Source:
····················

• photo by Miami Herald

Diana Nyad The greatest distance swimmer the world has ever seen refuses to let a dream drift away

“In order to attain the impossible, one must attempt the absurd.” - Miguel de Cervantes

   Every epic work of literature has, at its heart, a seemingly impossible conflict to resolve. And as we are all the heroes of our own stories, it is our mission to search for that conflict, even if we are unaware of its existence. If we don’t, we haven’t lived our life to the fullest.
   Diana Nyad came to that conclusion as she turned 60 years old. Her athletic legacy had been etched in stone over three decades ago.  After the dream of swimming in the 1968 Olympics in Mexico City drifted away, Nyad chose to seek out a bigger dream. Leaving the pool of sprint racing behind, she waded into the waters of marathon swimming. In the 1970s, marathon swimming was on the furthest shore of competitive sport. “People had been doing it for centuries,” Nyad says recalling her first efforts in the sport. “It started with tribes of people staring at the top of a mountain or across a body of water and asking themselves. ‘I wonder if I can make it to the other side?’”
   The sport has come a long way since those days, Nyad says. “It’s not like it used to be, where you would win a race in the Bay of Naples and have a drunk Italian stranger hoist you on his shoulders and carry you around.” During those days, Nyad was a graduate student at NYU. She would dash off to far away places to compete in marathon swims and come back virtually anonymous to the United States. It was then that a friend suggested she try something close to home to put the sport on the map.
   At age 26, Nyad set her sights on swimming around the island of Manhattan. “I did my research,” she says. “Guys had been doing it since the early 1900s, but no woman had ever done it before.” Nyad not only succeeded in completing the swim, she did it in under eight hours—a record for any swimmer, man or woman. Her achievement received national attention. She began to dream bigger.
   “I sat in my Manhattan apartment with nautical charts spread out all across the floor,” Nyad remembers. “I wanted to swim 100 miles in the open water. And then it hit me like a ton of bricks.” It was elegant in its simplicity, grand in its intentions, and self-admittedly egomaniacal in its purpose. “If you draw a straight line from Cuba to the Florida Keys, it’s 103 miles,” Nyad says. “It couldn’t have been better. This country that is so close to us, that has been closed for so long.  It was a chance to bring our worlds closer together.”
   On a Sunday afternoon in August of 1978, Nyad hopped into the waters of Ortegosa Beach in Cuba. Swimming inside a 20-foot-by-40-foot steel shark cage, she powered her way through the open water, stroke-by-stroke, for nearly 42 straight hours. By Tuesday, eight-foot swells of water slammed against the cage, pushing Nyad farther off course. She had covered nearly 76 miles, but she wasn’t heading directly toward the Florida coast.  The distance left to cover was too great and the conditions too difficult. The doctors supervising the swim pulled her out of the water, like a referee waving off a game fighter who has taken several blows too many. Best to live and fight another day.

····················

Reproduce the passage of the Diana Nyad profile that begins with the words "The sport has" and ends after the words "to dream bigger.". Swap "graduate student" for "doctoral student".

····················

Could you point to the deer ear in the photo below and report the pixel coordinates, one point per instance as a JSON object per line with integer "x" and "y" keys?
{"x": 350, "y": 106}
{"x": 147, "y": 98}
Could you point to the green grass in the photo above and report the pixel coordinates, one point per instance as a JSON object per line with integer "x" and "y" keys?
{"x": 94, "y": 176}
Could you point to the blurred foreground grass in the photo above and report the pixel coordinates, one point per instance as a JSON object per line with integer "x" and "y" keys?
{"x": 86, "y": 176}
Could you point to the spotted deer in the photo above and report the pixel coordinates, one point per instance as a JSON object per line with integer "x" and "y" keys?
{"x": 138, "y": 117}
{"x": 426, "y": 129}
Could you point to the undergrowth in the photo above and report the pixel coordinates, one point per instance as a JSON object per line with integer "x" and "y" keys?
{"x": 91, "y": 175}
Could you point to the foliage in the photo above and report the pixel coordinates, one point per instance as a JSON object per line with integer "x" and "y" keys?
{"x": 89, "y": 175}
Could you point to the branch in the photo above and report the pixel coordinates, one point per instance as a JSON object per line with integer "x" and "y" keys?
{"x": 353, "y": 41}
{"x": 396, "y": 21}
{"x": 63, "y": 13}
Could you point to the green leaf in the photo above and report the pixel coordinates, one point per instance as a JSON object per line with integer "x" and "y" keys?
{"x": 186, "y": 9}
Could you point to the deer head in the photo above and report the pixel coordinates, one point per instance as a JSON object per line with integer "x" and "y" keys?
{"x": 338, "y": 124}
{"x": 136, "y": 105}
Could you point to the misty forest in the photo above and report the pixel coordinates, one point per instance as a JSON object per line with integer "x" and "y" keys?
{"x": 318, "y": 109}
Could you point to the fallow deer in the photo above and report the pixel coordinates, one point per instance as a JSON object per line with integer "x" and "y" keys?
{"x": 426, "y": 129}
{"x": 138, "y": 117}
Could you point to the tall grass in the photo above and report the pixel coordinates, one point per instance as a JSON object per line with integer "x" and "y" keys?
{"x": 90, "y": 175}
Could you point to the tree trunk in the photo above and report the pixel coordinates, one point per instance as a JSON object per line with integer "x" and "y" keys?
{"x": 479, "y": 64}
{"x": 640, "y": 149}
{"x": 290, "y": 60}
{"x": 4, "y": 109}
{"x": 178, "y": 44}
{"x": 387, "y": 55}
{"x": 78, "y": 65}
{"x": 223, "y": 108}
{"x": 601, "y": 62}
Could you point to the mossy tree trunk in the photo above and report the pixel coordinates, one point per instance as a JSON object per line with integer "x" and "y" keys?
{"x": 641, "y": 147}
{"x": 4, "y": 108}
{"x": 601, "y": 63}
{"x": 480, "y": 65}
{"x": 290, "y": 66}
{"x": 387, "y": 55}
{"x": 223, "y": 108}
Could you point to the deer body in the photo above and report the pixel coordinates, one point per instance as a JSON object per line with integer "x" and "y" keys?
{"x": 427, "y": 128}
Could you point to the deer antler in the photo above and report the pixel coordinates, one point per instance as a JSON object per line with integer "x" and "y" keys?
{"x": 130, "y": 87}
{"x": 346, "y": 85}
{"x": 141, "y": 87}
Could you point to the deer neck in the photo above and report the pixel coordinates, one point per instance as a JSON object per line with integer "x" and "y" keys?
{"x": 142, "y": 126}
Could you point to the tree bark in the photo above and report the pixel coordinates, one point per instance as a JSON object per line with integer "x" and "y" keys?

····················

Output:
The sport has come a long way since those days, Nyad says. “It’s not like it used to be, where you would win a race in the Bay of Naples and have a drunk Italian stranger hoist you on his shoulders and carry you around.” During those days, Nyad was a doctoral student at NYU. She would dash off to far away places to compete in marathon swims and come back virtually anonymous to the United States. It was then that a friend suggested she try something close to home to put the sport on the map.
   At age 26, Nyad set her sights on swimming around the island of Manhattan. “I did my research,” she says. “Guys had been doing it since the early 1900s, but no woman had ever done it before.” Nyad not only succeeded in completing the swim, she did it in under eight hours—a record for any swimmer, man or woman. Her achievement received national attention. She began to dream bigger.